## EXERCISE DETAILS
Retype, without alteration, each line from the line containing "# response lists one point per instance, each like pixel 636" to the final line of the records.

*** SOURCE RECORDS ***

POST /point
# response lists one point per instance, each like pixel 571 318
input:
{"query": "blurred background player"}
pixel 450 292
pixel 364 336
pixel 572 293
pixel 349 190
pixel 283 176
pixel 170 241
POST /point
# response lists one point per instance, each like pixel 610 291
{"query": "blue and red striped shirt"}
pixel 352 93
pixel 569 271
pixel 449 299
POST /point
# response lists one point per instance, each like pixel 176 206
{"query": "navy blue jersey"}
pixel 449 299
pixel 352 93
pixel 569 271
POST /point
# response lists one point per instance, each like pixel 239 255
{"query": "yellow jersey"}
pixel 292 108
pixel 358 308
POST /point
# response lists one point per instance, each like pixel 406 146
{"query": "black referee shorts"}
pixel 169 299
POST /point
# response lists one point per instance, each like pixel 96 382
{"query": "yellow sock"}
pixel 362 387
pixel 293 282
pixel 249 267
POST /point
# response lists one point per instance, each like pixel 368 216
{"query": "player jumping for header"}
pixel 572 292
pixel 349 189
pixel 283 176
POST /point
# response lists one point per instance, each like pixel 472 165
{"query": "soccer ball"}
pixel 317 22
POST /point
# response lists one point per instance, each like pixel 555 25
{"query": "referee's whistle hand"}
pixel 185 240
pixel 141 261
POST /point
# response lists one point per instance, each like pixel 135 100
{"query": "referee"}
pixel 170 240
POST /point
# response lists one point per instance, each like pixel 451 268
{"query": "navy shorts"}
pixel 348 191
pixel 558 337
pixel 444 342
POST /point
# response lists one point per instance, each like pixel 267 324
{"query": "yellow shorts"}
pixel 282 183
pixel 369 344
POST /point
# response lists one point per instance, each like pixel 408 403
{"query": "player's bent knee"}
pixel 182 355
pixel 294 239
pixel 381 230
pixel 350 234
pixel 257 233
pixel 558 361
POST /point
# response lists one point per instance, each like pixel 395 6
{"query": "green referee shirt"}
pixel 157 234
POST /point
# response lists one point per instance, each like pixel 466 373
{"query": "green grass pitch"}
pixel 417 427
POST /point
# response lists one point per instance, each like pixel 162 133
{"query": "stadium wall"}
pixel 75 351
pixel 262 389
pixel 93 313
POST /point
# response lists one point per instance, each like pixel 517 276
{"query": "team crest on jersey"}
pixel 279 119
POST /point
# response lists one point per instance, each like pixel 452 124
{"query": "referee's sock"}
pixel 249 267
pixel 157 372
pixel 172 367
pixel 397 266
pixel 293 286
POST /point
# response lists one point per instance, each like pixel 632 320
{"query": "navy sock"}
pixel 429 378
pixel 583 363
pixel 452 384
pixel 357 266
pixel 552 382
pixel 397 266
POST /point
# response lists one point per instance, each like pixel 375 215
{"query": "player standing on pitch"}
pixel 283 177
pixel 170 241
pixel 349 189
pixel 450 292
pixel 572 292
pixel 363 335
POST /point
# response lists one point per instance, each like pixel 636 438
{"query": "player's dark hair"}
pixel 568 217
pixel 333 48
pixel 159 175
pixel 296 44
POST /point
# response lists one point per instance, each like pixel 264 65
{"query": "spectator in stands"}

*** End of SOURCE RECORDS ***

## ANSWER SPACE
# response lists one point per instance, each like pixel 636 438
{"query": "player's dark hair"}
pixel 568 217
pixel 333 48
pixel 159 175
pixel 296 44
POST /point
# response lists one point per instance, each like pixel 264 65
{"query": "spectator in stands"}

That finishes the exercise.